Language zh = new Language("zho", "zh", "Chinese");
languageMapISO639.put("zho", zh);
Language zhcn = new Language("chi", "zh", "Chinese");
languageMapISO639.put("zh-cn", zhcn);
Language fas = new Language("per", "fa", "Farsi");
languageMapISO639.put("farsi", fas);
// Locales of English -- are still "English"
Language en1 = new Language("eng", "en", "English");
languageMapISO639.put("en-gb", en1);
languageMapISO639.put("en-us", en1);
languageMapISO639.put("en-au", en1);
}
public static void addLanguage(Language lg) {
addLanguage(lg, false);
}
/**
* Extend the basic language dictionary. Note -- First language is listed in
* language map by Name, and is not overwritten. Language objects may be
* overwritten in map using lang codes.

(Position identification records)
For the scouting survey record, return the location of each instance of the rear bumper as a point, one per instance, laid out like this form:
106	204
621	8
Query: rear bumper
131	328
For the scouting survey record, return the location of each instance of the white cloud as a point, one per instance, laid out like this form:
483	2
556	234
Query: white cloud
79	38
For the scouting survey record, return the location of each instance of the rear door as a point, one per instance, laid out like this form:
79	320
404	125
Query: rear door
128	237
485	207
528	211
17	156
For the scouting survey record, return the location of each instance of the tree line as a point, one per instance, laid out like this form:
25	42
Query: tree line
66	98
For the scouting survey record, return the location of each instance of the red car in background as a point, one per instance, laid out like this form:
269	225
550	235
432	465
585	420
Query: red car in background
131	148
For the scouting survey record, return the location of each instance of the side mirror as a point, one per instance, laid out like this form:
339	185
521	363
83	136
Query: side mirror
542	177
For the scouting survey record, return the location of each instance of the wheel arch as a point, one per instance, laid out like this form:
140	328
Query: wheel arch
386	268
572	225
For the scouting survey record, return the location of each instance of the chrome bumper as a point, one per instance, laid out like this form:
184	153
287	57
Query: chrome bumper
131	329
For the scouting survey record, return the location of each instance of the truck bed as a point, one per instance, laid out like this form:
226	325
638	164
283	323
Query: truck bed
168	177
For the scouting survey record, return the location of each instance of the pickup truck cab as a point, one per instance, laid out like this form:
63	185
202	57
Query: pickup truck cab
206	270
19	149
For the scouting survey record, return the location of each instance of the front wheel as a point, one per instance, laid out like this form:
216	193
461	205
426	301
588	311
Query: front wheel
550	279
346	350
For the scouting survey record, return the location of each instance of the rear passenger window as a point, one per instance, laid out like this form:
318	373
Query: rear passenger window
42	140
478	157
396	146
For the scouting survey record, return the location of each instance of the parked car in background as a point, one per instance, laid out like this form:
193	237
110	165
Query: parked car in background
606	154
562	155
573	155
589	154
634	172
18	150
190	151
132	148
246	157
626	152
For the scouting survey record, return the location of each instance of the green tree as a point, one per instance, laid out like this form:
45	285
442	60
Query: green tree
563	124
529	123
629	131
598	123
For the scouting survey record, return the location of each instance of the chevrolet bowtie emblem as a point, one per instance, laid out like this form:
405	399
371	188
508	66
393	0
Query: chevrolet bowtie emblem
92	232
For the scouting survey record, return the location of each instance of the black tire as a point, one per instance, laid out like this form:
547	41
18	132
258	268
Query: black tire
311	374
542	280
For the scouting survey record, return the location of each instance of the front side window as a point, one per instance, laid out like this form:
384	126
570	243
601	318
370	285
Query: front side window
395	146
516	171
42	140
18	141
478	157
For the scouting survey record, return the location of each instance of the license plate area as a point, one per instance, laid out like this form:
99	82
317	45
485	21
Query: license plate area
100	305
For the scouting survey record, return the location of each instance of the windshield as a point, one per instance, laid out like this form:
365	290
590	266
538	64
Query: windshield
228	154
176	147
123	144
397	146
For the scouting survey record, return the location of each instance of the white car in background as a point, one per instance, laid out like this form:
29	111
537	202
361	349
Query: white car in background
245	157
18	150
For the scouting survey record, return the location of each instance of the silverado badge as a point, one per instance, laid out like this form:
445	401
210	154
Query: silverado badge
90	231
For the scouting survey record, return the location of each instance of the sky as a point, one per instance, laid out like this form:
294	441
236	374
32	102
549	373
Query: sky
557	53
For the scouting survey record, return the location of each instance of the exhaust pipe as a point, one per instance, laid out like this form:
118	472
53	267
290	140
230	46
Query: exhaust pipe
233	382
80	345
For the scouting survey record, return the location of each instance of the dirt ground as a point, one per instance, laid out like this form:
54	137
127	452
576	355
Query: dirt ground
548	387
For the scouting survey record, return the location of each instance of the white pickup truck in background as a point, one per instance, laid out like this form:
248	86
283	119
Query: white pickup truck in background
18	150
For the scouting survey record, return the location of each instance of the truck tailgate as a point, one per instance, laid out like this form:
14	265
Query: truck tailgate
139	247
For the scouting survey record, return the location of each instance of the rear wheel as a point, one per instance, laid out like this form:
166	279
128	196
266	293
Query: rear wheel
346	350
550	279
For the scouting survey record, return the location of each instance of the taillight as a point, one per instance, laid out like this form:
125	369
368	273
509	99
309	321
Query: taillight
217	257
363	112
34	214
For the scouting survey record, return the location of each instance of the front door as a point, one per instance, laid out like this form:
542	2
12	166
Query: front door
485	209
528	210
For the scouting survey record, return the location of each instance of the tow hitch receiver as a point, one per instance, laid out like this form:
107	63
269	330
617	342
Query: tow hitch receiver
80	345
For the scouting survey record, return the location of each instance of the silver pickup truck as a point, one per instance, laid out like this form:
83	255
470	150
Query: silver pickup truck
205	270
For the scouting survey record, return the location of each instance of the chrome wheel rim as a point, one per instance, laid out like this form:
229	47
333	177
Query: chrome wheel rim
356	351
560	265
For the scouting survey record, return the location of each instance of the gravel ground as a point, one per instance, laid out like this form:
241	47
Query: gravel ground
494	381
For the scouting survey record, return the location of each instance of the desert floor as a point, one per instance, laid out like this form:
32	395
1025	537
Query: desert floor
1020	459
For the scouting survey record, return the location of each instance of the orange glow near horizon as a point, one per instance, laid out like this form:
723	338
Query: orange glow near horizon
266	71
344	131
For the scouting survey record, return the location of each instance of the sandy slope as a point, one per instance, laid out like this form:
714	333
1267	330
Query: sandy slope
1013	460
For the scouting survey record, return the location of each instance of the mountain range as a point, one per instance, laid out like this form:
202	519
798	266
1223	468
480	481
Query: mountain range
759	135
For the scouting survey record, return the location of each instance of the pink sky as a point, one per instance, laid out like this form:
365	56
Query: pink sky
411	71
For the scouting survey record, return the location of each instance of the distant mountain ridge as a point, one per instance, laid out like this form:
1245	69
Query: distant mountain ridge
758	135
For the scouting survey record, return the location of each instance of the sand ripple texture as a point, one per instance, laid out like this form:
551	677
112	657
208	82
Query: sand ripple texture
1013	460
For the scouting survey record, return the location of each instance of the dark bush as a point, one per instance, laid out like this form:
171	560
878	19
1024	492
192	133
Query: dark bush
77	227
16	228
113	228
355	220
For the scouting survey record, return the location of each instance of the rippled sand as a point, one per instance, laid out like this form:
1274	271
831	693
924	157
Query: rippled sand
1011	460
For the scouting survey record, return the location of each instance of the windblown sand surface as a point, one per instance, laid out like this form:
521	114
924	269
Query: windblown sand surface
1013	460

__AIM OF THE EXERCISE__.
Rename "en1" to "enGeneric" in the stretch of the language-map code from "Language en1 = new" through "using lang codes.", and write out that stretch again. The rows come from a separate source, unrelated to the language-map code.

__PROBLEM SOLUTION__.
Language enGeneric = new Language("eng", "en", "English");
languageMapISO639.put("en-gb", enGeneric);
languageMapISO639.put("en-us", enGeneric);
languageMapISO639.put("en-au", enGeneric);
}
public static void addLanguage(Language lg) {
addLanguage(lg, false);
}
/**
* Extend the basic language dictionary. Note -- First language is listed in
* language map by Name, and is not overwritten. Language objects may be
* overwritten in map using lang codes.